Select and copy each line of the data that contains the string "parking".

Dataset excerpts on object pointing:
####

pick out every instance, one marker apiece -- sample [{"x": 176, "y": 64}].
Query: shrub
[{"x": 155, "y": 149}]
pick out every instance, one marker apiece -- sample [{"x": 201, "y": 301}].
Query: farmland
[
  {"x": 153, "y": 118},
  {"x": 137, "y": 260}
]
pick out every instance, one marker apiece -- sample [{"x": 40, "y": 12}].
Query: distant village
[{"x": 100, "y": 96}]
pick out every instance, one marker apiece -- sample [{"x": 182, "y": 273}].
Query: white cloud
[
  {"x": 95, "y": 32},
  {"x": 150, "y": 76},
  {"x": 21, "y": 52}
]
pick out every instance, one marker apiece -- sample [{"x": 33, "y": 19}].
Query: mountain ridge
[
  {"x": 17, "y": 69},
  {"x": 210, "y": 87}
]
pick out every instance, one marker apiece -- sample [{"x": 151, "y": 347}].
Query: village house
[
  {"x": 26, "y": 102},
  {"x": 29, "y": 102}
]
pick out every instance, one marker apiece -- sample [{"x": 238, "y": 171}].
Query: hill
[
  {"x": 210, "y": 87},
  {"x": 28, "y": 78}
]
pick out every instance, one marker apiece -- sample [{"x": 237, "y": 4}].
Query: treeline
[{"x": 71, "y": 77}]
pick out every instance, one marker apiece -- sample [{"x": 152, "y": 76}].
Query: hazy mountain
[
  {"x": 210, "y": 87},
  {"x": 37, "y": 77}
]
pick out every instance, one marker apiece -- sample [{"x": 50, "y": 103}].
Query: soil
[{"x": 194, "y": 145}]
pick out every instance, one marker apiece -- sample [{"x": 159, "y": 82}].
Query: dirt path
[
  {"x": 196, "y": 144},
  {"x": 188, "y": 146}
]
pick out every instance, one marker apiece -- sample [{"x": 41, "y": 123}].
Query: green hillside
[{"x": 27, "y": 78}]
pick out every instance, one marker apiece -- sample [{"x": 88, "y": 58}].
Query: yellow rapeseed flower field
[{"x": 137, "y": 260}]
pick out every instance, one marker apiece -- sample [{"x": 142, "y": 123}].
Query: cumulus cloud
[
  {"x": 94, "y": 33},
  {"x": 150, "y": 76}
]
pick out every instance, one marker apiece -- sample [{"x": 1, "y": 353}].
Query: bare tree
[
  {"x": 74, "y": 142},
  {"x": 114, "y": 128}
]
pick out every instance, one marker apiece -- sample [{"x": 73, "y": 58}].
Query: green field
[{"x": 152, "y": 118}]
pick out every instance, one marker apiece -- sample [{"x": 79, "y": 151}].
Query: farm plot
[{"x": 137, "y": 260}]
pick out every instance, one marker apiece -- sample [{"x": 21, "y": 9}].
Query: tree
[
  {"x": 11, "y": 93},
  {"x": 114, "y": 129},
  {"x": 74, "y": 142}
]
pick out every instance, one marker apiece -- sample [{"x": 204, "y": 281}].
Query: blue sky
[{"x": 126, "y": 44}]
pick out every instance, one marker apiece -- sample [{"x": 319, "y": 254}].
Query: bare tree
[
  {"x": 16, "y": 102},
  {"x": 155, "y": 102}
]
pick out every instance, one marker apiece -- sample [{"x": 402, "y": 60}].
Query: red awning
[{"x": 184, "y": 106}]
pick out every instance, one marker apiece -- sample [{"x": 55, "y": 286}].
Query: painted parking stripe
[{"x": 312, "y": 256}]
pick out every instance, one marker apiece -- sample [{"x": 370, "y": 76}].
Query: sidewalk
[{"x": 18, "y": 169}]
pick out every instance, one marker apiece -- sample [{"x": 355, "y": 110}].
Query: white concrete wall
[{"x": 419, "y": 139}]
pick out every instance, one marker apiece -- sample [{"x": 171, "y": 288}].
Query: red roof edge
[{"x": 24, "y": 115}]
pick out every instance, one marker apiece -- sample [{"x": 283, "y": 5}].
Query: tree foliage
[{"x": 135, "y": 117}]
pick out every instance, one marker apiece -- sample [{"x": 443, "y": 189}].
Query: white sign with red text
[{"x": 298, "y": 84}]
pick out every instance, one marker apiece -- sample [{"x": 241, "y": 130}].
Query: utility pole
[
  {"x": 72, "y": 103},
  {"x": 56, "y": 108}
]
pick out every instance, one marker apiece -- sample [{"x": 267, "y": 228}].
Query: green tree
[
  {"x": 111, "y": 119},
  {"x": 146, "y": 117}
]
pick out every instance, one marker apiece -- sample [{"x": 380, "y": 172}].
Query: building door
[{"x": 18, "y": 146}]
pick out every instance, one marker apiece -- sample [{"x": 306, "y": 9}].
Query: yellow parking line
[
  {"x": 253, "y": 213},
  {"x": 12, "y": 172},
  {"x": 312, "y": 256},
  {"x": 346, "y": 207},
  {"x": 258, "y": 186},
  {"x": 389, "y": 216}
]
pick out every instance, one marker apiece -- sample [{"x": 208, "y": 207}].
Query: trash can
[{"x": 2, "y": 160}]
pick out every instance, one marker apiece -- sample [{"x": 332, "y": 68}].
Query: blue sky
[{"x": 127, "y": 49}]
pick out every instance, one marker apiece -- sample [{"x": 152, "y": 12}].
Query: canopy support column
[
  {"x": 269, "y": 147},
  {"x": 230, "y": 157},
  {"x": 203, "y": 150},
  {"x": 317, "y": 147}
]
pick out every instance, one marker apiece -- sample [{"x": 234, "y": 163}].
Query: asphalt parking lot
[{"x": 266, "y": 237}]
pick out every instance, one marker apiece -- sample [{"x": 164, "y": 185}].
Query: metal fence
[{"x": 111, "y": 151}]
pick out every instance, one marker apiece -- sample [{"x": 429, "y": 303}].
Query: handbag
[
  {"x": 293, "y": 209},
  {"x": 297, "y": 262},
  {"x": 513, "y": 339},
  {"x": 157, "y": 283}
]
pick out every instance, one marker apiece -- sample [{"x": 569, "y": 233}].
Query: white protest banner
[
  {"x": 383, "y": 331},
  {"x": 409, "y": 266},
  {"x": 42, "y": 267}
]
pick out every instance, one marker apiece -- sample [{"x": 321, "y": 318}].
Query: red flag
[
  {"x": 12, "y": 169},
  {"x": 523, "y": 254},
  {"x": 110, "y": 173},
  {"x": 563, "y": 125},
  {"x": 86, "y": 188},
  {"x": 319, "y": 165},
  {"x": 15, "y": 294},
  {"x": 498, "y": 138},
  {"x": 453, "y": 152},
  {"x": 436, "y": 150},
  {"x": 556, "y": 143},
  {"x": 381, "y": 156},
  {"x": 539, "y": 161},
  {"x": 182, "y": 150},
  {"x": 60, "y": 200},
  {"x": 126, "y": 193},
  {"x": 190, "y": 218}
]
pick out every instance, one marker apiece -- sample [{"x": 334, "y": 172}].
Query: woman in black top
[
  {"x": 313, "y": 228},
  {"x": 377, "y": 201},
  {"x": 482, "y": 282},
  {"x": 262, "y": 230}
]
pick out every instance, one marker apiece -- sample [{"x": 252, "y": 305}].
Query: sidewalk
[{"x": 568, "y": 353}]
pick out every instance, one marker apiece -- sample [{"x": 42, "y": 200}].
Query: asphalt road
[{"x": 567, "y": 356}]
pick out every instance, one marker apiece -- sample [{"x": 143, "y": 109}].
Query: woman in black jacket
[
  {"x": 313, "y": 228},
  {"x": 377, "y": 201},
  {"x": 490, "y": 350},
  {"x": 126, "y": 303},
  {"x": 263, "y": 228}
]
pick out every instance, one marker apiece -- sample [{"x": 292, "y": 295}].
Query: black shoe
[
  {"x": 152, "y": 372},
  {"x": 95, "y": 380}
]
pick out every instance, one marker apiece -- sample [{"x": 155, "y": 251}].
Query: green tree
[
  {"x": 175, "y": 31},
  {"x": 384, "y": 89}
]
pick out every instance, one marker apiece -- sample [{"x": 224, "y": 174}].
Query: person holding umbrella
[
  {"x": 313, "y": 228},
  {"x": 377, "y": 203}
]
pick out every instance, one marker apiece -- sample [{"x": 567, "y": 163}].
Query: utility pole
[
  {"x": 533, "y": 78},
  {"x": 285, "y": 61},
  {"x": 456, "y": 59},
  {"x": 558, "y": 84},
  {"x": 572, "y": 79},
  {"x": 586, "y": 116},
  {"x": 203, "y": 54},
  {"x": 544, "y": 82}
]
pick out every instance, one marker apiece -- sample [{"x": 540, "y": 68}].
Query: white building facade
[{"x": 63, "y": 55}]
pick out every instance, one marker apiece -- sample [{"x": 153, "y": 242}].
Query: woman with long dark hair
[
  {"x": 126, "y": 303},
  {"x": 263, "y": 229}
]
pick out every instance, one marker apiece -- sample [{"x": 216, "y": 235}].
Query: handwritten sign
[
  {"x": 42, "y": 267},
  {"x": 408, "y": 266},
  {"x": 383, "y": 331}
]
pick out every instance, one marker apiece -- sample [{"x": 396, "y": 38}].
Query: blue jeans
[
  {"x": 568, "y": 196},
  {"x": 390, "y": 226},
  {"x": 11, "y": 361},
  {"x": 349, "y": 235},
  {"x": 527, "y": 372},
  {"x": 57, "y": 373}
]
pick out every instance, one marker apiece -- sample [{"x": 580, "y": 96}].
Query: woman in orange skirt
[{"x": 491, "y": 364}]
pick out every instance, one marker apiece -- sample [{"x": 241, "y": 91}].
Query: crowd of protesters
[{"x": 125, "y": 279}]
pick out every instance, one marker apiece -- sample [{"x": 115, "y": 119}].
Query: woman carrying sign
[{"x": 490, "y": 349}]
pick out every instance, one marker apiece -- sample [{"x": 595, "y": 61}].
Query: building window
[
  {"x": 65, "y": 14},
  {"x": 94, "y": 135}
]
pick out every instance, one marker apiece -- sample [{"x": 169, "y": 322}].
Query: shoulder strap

####

▸ **THE OUTPUT**
Query: painted parking stripe
Query: yellow parking line
Query: asphalt parking lot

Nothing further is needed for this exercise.